SUPPLIED PASSAGE:
Background information
- Birth name: Brent Christopher Gallaher
- Born: May 13, 1969 Cumberland, Maryland, U.S.
- Genres: Jazz
- Occupation(s): Musician composer, bandleader, teacher
- Instrument(s): Tenor saxophone, soprano saxophone, alto saxophone, flute, clarinet
- Years active: 1980–present
- Labels: V&B
- Website: www.brentgallaher.com

= Brent Gallaher =

American jazz saxophonist and composer (born 1969)

Brent Christopher Gallaher (born May 13, 1969, in Cumberland, Maryland) is an American jazz saxophonist and composer.

==Early life==
He is the son of Linda (Swearingen) Gallaher and Christopher S. Gallaher. His father was a professor of music at Frostburg State University. The Gallaher family moved to Morehead, Kentucky, in 1972 when his father was hired by Morehead State University. He spent his childhood in the small college town.

Data entries:

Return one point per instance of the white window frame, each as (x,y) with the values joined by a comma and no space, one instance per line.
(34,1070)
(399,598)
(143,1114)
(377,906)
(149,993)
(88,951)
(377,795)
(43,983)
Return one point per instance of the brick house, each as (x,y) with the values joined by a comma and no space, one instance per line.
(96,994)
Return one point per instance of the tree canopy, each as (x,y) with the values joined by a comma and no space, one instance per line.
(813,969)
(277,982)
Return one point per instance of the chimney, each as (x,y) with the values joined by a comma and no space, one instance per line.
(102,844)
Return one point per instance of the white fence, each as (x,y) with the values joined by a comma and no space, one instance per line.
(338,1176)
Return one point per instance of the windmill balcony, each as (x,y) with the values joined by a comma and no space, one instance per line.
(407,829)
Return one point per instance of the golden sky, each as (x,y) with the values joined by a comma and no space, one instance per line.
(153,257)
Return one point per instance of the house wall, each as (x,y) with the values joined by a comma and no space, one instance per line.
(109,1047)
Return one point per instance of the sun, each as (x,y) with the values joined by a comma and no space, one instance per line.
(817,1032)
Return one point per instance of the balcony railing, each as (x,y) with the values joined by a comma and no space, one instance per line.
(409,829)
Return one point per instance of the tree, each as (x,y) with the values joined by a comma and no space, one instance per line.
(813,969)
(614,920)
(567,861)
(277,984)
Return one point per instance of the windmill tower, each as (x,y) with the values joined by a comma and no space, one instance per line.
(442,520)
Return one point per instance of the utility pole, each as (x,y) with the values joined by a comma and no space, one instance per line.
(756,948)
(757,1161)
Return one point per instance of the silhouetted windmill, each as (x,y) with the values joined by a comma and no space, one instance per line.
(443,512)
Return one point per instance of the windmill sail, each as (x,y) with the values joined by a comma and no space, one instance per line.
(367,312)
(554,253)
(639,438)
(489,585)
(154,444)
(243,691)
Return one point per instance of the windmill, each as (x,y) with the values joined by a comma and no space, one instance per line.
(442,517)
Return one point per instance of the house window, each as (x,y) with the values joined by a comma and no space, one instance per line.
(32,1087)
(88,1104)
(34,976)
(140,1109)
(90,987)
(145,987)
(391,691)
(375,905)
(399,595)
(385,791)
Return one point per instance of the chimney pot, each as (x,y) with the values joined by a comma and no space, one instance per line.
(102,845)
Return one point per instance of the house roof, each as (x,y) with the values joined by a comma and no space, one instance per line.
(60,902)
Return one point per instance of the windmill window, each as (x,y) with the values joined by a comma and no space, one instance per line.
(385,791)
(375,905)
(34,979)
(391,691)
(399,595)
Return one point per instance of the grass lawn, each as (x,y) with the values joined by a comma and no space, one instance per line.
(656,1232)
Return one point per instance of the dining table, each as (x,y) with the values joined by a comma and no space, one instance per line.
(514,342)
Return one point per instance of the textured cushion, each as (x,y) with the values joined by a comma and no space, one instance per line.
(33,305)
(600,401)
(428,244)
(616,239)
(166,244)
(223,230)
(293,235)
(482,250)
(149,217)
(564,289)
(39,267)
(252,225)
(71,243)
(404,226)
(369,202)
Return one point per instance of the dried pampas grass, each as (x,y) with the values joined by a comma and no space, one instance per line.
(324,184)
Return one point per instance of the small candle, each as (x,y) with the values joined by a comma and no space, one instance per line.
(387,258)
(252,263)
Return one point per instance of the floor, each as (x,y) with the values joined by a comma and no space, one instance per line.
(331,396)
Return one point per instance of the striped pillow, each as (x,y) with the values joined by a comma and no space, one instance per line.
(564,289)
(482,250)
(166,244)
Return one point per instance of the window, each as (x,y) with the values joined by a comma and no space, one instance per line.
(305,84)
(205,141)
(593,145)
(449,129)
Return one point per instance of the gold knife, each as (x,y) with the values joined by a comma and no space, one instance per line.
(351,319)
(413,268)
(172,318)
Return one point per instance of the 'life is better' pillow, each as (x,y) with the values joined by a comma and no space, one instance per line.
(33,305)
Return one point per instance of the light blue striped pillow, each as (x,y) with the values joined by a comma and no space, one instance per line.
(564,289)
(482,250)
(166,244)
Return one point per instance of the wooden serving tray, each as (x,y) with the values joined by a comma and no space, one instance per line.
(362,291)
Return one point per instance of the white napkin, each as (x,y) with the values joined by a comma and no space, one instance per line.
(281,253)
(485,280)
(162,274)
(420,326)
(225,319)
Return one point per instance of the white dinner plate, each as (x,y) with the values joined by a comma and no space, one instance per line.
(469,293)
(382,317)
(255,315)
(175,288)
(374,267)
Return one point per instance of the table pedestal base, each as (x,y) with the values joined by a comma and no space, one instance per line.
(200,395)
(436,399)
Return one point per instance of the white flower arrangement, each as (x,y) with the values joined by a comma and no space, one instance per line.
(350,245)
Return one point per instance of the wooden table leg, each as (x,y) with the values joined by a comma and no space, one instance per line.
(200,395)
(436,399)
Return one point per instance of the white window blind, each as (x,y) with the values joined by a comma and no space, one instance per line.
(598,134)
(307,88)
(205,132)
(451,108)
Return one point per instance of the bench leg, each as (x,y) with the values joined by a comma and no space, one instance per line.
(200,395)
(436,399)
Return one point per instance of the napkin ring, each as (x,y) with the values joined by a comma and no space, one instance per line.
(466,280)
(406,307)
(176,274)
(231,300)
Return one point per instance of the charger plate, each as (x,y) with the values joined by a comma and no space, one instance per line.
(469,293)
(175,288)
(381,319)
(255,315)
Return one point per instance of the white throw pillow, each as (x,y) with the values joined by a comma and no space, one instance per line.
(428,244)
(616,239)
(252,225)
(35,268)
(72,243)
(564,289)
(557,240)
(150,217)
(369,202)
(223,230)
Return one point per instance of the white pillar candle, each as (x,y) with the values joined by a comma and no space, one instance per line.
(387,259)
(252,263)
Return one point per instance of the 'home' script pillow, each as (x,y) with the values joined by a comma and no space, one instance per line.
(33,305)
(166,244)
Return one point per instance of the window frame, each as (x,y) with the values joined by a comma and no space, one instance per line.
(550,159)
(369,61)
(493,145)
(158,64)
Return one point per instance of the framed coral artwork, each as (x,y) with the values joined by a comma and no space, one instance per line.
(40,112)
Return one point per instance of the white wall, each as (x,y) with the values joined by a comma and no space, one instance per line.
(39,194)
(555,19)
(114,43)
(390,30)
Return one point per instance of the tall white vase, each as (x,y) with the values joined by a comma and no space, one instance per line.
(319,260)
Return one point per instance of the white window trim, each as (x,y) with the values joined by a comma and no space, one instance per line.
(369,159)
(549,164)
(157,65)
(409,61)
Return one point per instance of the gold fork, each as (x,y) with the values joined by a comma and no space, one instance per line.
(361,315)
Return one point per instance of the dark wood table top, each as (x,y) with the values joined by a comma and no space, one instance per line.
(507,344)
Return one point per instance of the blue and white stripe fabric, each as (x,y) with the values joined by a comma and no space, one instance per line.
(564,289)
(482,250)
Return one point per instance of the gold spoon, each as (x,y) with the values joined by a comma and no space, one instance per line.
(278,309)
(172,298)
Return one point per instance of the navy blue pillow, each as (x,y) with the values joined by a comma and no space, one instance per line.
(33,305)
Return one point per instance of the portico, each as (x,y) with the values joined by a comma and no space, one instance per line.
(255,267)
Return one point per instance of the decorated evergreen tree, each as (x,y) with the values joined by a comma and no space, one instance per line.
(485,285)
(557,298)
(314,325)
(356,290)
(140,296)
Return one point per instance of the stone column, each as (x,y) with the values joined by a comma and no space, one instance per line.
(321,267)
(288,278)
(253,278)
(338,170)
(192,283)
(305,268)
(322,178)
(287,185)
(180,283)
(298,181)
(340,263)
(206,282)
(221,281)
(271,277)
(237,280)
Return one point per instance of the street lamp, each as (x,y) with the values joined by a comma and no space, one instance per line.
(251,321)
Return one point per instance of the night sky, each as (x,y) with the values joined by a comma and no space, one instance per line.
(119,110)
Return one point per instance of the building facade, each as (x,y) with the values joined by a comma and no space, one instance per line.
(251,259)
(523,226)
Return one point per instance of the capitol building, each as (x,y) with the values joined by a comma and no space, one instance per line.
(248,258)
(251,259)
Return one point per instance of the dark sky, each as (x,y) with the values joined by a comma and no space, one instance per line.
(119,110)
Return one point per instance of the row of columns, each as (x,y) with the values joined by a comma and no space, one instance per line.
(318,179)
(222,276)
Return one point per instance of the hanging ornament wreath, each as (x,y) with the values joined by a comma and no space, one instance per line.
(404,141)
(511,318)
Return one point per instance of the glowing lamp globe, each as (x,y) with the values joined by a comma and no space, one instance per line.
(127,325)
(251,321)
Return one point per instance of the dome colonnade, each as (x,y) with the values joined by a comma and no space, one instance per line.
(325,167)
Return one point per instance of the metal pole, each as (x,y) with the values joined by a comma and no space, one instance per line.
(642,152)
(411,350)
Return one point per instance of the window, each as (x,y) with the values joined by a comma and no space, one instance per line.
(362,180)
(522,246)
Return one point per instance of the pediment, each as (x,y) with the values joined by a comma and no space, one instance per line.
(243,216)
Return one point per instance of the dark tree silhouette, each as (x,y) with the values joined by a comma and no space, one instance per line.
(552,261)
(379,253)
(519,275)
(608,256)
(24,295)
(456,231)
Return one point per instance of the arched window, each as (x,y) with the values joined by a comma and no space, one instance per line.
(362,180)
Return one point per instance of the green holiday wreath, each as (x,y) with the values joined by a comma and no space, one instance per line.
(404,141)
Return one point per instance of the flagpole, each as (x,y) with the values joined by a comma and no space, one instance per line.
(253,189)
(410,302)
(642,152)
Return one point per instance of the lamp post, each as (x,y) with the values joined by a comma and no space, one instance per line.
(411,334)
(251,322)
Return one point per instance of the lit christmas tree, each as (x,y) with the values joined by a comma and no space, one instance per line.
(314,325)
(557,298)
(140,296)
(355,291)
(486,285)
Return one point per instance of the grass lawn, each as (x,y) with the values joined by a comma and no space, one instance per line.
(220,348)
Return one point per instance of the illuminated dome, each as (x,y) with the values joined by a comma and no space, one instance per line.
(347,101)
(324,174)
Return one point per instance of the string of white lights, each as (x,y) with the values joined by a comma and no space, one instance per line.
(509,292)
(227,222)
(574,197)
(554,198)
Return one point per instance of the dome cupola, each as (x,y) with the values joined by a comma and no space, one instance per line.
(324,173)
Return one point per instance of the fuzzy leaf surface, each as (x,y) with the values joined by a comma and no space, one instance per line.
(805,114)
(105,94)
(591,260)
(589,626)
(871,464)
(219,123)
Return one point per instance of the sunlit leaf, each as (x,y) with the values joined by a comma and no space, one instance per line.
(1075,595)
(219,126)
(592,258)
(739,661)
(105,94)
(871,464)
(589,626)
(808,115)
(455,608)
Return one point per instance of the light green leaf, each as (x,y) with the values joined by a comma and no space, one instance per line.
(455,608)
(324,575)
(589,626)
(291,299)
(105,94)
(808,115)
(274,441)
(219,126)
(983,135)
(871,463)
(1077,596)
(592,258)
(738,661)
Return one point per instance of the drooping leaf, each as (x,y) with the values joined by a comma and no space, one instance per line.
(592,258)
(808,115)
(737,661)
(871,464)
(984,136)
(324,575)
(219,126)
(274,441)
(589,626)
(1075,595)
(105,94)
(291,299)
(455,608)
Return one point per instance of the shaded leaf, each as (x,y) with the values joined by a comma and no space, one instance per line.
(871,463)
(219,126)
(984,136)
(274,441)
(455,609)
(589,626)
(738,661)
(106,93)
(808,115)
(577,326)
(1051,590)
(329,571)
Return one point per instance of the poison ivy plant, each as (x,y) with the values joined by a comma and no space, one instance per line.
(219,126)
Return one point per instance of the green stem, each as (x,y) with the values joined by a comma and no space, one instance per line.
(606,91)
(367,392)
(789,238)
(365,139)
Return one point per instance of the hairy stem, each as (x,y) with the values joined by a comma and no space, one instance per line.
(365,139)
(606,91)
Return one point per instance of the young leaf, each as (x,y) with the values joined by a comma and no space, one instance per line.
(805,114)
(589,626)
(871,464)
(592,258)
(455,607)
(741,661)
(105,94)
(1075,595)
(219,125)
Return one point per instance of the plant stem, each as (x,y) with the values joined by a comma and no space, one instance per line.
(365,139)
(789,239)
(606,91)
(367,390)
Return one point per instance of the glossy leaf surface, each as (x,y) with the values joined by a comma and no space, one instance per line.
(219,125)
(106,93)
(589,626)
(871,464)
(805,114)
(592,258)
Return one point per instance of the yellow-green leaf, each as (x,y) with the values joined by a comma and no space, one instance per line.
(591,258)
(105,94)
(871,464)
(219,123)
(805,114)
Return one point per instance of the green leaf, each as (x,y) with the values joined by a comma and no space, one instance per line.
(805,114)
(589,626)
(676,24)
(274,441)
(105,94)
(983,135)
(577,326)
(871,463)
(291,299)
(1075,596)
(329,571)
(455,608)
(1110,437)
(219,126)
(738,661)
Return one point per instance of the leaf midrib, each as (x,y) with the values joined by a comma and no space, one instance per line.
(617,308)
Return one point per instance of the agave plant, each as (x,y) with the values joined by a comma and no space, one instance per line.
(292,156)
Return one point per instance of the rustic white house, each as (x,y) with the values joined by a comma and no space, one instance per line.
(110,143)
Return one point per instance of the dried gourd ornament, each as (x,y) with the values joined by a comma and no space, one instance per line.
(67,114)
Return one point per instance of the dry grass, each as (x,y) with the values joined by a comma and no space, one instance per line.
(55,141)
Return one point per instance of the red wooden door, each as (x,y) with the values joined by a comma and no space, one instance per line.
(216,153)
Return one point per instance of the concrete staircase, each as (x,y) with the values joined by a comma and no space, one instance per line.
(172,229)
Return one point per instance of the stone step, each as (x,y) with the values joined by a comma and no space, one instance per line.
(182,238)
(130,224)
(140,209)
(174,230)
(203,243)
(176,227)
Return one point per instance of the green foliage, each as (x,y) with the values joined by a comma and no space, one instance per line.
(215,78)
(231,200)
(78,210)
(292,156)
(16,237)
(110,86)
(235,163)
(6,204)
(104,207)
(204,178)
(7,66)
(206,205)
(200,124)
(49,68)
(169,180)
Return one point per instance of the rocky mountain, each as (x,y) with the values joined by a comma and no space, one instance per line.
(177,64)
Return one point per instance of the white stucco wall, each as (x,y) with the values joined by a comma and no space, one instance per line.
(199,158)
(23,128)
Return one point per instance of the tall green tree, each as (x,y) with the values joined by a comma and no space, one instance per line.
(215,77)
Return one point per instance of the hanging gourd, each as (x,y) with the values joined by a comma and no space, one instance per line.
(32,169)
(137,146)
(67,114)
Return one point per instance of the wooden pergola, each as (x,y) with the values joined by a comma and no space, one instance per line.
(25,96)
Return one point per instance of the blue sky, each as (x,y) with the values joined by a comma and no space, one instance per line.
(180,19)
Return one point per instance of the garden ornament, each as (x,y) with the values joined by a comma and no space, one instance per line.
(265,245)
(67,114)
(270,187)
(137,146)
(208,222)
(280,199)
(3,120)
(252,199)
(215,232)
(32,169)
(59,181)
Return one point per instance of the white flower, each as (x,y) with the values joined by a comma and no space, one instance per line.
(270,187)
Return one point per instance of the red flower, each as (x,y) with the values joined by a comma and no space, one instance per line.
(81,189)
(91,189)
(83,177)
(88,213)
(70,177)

REQUIRED ACTION 1:
According to the Brent Gallaher biography, why did the Gallaher family move to Morehead, Kentucky, in 1972? Answer in one to three sentences.
REQUIRED ACTION 2:
Pick up the Brent Gallaher biography after its last sentence and continue it.
The listing is separate material, unrelated to the Brent Gallaher biography.

EXERCISE RESPONSE 1:
The family moved to Morehead, Kentucky, in 1972 because his father was hired by Morehead State University.

EXERCISE RESPONSE 2:
The son of a musician, Gallaher began studying music at an early age. At the age of six, he began studying piano and throughout elementary school, he acted and sang in the university's musical theater productions. He began studying saxophone at age eleven, studying with David Anderson.

Gallaher was a quick and dedicated study and was playing professionally by age sixteen. Anderson, Professor of Jazz and Studio Music at Morehead State, gave him the opportunity to play tenor saxophone with the college's top jazz ensemble. He played with MSU for two years and while with them was recruited by trumpeter Pat Harbison to study at the University of Cincinnati – College-Conservatory of Music. He visited the school and accepted a scholarship to study jazz.

==Career==
In the fall of 1988, Gallaher moved to Cincinnati, Ohio and began his studies with Rick VanMatre and Pat Harbison at the CCM. He thrived in this creative environment, surrounded by other gifted musicians. He also had many opportunities to play with local and nationally known musicians. Some of the names include Cal Collins, Kenny Poole, Steve Schmidt, Art Gore, Wilbert Longmire, The Blue Wisp Big Band and the Psychoacoustic Orchestra.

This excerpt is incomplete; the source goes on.